Exercise description. Render every entry exactly as it appears.

Data for this exercise START

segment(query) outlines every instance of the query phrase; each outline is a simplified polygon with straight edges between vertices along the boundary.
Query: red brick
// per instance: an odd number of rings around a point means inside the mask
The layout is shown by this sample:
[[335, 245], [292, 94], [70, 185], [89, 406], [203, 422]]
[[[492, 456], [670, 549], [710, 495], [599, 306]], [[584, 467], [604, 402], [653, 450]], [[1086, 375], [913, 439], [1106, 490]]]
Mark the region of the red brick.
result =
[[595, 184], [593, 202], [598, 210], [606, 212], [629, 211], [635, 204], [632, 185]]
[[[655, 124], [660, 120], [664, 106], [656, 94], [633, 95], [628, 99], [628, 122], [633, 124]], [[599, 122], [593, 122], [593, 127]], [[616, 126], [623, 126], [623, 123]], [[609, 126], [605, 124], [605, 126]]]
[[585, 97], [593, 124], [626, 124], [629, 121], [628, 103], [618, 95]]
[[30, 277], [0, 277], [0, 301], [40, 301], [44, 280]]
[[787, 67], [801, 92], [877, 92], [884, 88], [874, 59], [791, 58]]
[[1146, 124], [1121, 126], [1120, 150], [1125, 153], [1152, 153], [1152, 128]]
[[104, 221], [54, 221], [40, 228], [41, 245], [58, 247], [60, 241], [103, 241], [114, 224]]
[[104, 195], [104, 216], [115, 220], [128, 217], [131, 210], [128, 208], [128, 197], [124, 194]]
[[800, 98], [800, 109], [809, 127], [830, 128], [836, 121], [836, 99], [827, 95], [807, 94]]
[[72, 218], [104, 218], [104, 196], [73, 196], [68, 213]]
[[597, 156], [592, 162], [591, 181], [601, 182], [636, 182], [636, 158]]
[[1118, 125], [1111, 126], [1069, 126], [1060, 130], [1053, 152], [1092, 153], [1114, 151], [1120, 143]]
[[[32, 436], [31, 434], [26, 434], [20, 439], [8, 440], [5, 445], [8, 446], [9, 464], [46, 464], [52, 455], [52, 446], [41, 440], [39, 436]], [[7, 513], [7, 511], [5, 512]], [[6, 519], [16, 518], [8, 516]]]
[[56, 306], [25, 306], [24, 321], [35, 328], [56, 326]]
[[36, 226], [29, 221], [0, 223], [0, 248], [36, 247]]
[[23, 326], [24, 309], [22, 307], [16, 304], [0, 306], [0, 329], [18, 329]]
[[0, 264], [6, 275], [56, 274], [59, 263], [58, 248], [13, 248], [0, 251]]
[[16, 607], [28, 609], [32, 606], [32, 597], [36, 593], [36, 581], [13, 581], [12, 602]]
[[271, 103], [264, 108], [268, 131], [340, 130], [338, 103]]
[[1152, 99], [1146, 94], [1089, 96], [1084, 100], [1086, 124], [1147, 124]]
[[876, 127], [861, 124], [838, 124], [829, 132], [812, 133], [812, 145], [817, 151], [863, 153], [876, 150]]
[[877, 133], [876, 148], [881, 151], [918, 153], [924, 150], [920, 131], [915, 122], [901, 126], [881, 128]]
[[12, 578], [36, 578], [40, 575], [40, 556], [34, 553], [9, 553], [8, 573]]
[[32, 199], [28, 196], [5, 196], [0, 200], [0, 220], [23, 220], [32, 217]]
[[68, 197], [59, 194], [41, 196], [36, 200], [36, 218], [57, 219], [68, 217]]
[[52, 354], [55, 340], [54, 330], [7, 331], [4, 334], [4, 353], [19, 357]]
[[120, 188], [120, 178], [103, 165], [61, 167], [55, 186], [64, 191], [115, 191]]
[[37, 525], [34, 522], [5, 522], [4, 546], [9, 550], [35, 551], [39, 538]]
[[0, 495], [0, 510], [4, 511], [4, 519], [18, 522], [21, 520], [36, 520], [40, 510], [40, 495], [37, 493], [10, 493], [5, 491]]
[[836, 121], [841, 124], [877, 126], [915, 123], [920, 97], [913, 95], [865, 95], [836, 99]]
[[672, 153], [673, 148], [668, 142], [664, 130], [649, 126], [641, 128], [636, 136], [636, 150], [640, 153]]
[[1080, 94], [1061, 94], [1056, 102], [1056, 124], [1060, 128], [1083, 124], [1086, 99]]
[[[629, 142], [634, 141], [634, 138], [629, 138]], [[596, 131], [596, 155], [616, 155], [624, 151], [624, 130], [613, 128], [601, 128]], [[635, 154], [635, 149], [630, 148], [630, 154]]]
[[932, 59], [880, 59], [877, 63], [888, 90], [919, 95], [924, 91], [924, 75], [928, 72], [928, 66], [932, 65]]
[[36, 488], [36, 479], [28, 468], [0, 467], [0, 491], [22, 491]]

Data for this exercise END

Response for this exercise.
segment(query) outlines every instance of the query phrase; each outline is a simplified polygon with straight edges between vertices along the boundary.
Query: red brick
// per instance: an odd number of rings around a point means inside the mask
The layout is shown by this sample:
[[335, 245], [292, 94], [70, 185], [89, 406], [203, 422]]
[[[492, 456], [670, 549], [710, 495], [599, 306]], [[584, 467], [604, 402], [653, 450]], [[1086, 375], [913, 439], [1106, 490]]]
Mark the region of the red brick.
result =
[[595, 184], [593, 202], [598, 210], [606, 212], [629, 211], [635, 204], [632, 185]]
[[[655, 124], [660, 120], [664, 106], [656, 94], [633, 95], [628, 99], [628, 122], [633, 124]], [[599, 122], [593, 122], [593, 127]], [[616, 126], [623, 126], [623, 123]], [[609, 126], [605, 124], [605, 126]]]
[[585, 97], [593, 124], [626, 124], [629, 121], [628, 103], [618, 95]]
[[30, 277], [0, 277], [0, 301], [40, 301], [44, 280]]
[[787, 67], [801, 92], [877, 92], [884, 88], [874, 59], [791, 58]]
[[1146, 124], [1121, 126], [1120, 150], [1125, 153], [1152, 153], [1152, 128]]
[[104, 221], [54, 221], [40, 228], [41, 245], [58, 247], [60, 241], [103, 241], [114, 224]]
[[104, 195], [104, 216], [115, 220], [128, 217], [131, 210], [128, 208], [128, 197], [124, 194]]
[[800, 98], [800, 109], [809, 127], [830, 128], [836, 121], [836, 99], [827, 95], [807, 94]]
[[72, 218], [104, 218], [104, 196], [73, 196], [68, 213]]
[[597, 156], [592, 162], [591, 181], [601, 182], [636, 182], [636, 158]]
[[1118, 125], [1111, 126], [1069, 126], [1060, 130], [1053, 152], [1092, 153], [1114, 151], [1120, 143]]
[[[32, 436], [31, 434], [26, 434], [20, 439], [8, 440], [5, 445], [8, 446], [9, 464], [46, 464], [52, 455], [52, 446], [41, 440], [39, 436]], [[7, 513], [7, 511], [5, 512]], [[6, 519], [16, 518], [8, 516]]]
[[56, 306], [25, 306], [24, 321], [35, 328], [56, 326]]
[[36, 226], [29, 221], [0, 223], [0, 248], [36, 247]]
[[23, 326], [24, 309], [22, 307], [16, 304], [0, 306], [0, 329], [18, 329]]
[[0, 264], [6, 275], [56, 274], [59, 263], [58, 248], [13, 248], [0, 251]]
[[16, 607], [28, 609], [32, 606], [32, 597], [36, 593], [36, 581], [13, 581], [12, 602]]
[[271, 103], [264, 108], [268, 131], [340, 130], [338, 103]]
[[1152, 99], [1146, 94], [1089, 96], [1084, 100], [1086, 124], [1147, 124]]
[[876, 127], [861, 124], [838, 124], [829, 132], [812, 133], [812, 145], [817, 151], [863, 153], [876, 150]]
[[877, 133], [876, 148], [881, 151], [918, 153], [924, 150], [920, 131], [915, 122], [901, 126], [881, 128]]
[[12, 578], [36, 578], [40, 575], [40, 556], [34, 553], [9, 553], [8, 573]]
[[32, 199], [28, 196], [5, 196], [0, 200], [0, 220], [23, 220], [32, 217]]
[[68, 197], [59, 194], [41, 196], [36, 200], [36, 218], [57, 219], [68, 217]]
[[52, 354], [55, 340], [54, 330], [7, 331], [4, 334], [4, 353], [19, 357]]
[[120, 188], [120, 178], [103, 165], [61, 167], [55, 186], [64, 191], [115, 191]]
[[37, 525], [34, 522], [5, 522], [4, 546], [9, 550], [35, 551], [39, 538]]
[[0, 495], [0, 510], [4, 511], [4, 519], [18, 522], [21, 520], [36, 520], [40, 510], [40, 495], [37, 493], [10, 493], [5, 491]]
[[836, 121], [841, 124], [877, 126], [915, 123], [920, 97], [913, 95], [865, 95], [836, 99]]
[[672, 153], [673, 148], [668, 142], [664, 130], [649, 126], [641, 128], [636, 136], [636, 150], [640, 153]]
[[1080, 94], [1061, 94], [1056, 102], [1056, 124], [1060, 128], [1083, 124], [1086, 99]]
[[[629, 142], [634, 141], [634, 138], [629, 138]], [[596, 131], [596, 155], [616, 155], [624, 151], [624, 130], [613, 128], [601, 128]], [[635, 154], [635, 149], [630, 148], [630, 154]]]
[[932, 59], [880, 59], [877, 63], [888, 90], [919, 95], [924, 91], [924, 75], [928, 72], [928, 66], [932, 65]]
[[36, 488], [36, 479], [28, 468], [0, 467], [0, 491], [22, 491]]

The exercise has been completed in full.